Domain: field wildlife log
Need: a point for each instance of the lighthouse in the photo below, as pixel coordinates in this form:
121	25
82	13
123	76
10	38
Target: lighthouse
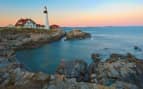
46	18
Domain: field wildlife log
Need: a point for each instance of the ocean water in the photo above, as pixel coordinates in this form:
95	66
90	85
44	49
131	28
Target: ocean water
104	40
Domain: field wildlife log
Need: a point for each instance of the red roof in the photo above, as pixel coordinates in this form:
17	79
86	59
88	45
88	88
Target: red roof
54	26
39	25
21	22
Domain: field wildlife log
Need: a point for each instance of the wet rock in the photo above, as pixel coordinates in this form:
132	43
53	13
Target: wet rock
77	34
96	57
73	69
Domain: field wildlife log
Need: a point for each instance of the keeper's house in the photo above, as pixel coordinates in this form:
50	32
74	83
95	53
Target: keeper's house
28	23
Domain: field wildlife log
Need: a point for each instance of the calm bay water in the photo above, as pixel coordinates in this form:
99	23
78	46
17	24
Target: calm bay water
105	40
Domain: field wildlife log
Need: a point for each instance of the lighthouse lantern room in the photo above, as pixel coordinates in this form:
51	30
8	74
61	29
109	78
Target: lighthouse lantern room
46	18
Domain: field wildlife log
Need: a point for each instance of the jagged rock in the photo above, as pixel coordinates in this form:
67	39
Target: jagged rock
96	57
73	69
77	34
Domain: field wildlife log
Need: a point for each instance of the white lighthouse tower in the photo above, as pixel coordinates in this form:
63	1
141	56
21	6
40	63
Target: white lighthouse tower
46	18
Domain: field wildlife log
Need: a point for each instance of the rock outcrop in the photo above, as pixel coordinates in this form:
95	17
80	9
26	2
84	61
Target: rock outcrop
118	71
77	34
121	71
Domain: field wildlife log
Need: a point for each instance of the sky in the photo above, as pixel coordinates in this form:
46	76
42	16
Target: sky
74	12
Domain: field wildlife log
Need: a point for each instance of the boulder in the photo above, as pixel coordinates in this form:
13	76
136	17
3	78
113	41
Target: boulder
77	34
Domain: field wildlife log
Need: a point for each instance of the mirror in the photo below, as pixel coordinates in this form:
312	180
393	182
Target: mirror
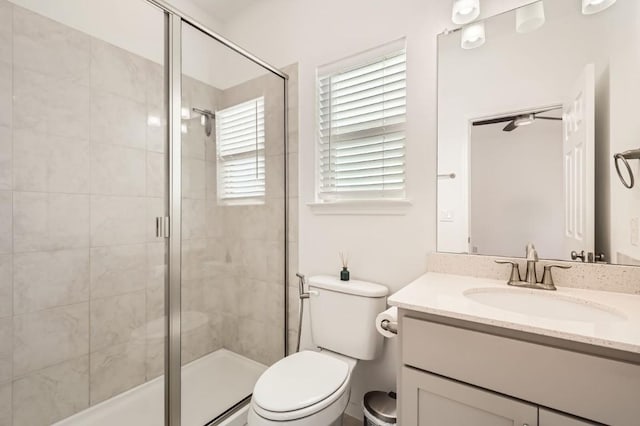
533	104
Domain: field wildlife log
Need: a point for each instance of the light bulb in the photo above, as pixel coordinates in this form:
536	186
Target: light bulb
465	11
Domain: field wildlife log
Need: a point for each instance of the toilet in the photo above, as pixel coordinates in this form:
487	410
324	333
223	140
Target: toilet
312	388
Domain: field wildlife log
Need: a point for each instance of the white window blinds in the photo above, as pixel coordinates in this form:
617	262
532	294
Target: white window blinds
361	123
240	141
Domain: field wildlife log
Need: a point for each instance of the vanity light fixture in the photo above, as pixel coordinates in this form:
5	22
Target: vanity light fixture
589	7
530	17
465	11
473	36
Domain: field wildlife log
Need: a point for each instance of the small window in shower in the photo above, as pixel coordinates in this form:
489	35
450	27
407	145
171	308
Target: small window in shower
240	140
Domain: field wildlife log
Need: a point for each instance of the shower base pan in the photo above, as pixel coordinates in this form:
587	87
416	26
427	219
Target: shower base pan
210	386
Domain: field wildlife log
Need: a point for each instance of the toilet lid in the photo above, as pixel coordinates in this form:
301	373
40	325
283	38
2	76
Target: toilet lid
299	381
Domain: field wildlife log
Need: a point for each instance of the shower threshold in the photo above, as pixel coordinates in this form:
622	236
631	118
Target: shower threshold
210	386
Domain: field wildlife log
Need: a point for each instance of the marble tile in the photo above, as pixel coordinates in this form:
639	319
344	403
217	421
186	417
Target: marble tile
6	33
46	338
116	369
6	222
113	319
117	71
118	120
50	163
118	269
156	174
118	220
49	395
193	219
193	178
6	349
43	280
48	105
50	221
117	170
6	158
41	44
6	92
6	285
6	414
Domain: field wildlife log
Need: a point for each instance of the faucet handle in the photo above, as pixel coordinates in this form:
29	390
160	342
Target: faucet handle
547	278
515	270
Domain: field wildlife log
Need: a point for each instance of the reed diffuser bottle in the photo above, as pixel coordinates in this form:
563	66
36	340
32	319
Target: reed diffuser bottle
344	274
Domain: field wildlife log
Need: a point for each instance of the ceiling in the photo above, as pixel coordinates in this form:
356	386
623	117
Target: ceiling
225	10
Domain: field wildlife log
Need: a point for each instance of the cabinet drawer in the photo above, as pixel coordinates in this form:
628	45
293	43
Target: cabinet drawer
586	386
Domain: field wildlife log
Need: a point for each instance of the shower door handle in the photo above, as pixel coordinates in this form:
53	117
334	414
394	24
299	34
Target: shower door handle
162	227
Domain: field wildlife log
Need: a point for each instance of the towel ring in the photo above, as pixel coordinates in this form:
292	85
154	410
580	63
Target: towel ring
633	154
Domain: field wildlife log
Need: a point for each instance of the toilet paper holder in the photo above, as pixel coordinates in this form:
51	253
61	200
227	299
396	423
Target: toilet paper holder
390	326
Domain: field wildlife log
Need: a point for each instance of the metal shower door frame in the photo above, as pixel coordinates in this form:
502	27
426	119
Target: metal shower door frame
174	20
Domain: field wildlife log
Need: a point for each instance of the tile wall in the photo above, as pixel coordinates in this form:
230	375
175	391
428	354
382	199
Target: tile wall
82	177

- - - - - - -

> [Try it] Please determine how many lines of the records above contain "below", and state that number only.

> [The completed task] 2